What you will do
Write out the entire passage on what people call their in-laws, word for word.

Selected passage
========================================================================

During lunch with work colleagues this week, I learned that most people don't call their in-laws anything. It was confirmed by a survey of my fellow swim parents.
Most people said they just look at their MIL or FIL and start talking. Or when they call them they just say "Hi" and whatever they called for.
Most people said they do not feel comfortable calling their in-laws "Mom" or "Dad" b/c they have their own parents and that is just weird. Some do but it was hard at first. Seemed like they were betraying their parents whether alive or deceased. And that it still feels weird.
Some said they call them by their first name. But it's weird. And calling them "Mr." or "Mrs." Was even more weird so they didn't.
Most people said their in-laws invited them to call them "Mom" or by their first name. But calling them by their first name seems disrespectful to most of us.
When kids came in the picture calling them "Grandma" or "Grandpa" was MUCH easier. Bit of a relief, really.
Interestingly enough, calling their spouses grandparents "Grandma" and "Grandpa" never seemed to be an issue for anyone.
Personally, I never felt comfortable calling my in-laws "Mom" and "Dad." It always felt awkward and not authentic when I did. They are barely older than me (I married their oldest son and I'm 4 years older than him. They were like, 19 or 20 when they had him). Besides, I have my own real, good, healthy parents alive.

========================================================================

Supplied records
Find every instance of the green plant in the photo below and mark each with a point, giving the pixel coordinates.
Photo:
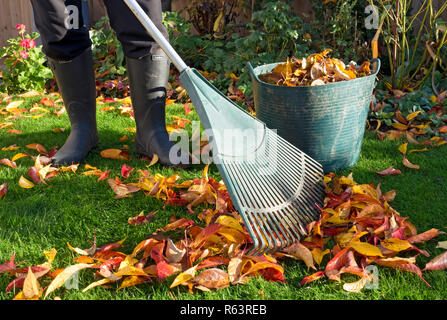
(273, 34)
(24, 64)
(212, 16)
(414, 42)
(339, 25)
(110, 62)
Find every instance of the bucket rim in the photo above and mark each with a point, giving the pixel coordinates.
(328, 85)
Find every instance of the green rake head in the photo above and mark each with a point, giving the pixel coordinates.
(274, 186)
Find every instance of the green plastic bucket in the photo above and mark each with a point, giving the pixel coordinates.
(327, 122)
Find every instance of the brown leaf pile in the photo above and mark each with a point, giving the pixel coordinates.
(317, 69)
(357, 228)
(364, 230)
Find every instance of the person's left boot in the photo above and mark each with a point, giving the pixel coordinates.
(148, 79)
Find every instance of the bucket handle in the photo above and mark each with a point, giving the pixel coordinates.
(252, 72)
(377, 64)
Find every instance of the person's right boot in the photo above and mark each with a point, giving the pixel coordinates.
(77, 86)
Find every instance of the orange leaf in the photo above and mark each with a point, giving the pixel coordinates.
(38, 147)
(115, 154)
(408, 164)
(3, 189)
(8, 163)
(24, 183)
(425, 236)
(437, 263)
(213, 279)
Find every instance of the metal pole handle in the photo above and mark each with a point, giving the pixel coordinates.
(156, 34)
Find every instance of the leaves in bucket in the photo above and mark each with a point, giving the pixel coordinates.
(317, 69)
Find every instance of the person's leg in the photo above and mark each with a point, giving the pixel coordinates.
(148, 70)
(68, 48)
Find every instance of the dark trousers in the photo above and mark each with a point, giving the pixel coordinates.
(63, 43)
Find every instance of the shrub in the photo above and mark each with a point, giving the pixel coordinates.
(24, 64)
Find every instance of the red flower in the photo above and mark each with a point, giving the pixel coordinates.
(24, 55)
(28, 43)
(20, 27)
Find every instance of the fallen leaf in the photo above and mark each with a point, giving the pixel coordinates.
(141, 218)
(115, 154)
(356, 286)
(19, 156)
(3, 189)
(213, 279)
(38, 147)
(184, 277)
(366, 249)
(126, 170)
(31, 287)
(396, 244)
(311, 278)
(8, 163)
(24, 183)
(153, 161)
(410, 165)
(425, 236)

========================================================================

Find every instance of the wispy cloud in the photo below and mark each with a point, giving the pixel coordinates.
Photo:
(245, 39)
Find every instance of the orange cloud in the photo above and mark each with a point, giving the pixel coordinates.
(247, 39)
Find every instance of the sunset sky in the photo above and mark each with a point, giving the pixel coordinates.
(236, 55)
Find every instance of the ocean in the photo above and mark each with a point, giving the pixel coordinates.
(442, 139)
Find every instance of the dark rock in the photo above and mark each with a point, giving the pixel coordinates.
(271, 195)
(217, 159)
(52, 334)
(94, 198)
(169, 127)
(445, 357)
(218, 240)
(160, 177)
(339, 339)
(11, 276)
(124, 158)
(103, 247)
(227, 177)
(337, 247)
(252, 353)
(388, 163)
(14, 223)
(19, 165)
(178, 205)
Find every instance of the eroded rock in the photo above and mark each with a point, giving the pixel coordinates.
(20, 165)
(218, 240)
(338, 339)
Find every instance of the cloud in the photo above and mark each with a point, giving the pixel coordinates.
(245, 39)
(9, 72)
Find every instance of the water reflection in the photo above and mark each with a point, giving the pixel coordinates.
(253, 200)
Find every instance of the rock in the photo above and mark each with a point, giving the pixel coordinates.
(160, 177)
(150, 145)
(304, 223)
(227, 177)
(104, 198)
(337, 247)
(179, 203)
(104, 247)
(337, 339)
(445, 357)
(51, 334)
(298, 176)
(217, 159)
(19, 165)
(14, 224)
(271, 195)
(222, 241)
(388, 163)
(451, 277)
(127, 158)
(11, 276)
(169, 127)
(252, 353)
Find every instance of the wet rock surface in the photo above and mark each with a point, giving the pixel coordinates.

========================================================================

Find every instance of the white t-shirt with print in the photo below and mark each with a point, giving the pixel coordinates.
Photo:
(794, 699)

========================================================================

Task solution
During lunch with work colleagues this week, I learned that most people don't call their in-laws anything. It was confirmed by a survey of my fellow swim parents.
Most people said they just look at their MIL or FIL and start talking. Or when they call them they just say "Hi" and whatever they called for.
Most people said they do not feel comfortable calling their in-laws "Mom" or "Dad" b/c they have their own parents and that is just weird. Some do but it was hard at first. Seemed like they were betraying their parents whether alive or deceased. And that it still feels weird.
Some said they call them by their first name. But it's weird. And calling them "Mr." or "Mrs." Was even more weird so they didn't.
Most people said their in-laws invited them to call them "Mom" or by their first name. But calling them by their first name seems disrespectful to most of us.
When kids came in the picture calling them "Grandma" or "Grandpa" was MUCH easier. Bit of a relief, really.
Interestingly enough, calling their spouses grandparents "Grandma" and "Grandpa" never seemed to be an issue for anyone.
Personally, I never felt comfortable calling my in-laws "Mom" and "Dad." It always felt awkward and not authentic when I did. They are barely older than me (I married their oldest son and I'm 4 years older than him. They were like, 19 or 20 when they had him). Besides, I have my own real, good, healthy parents alive.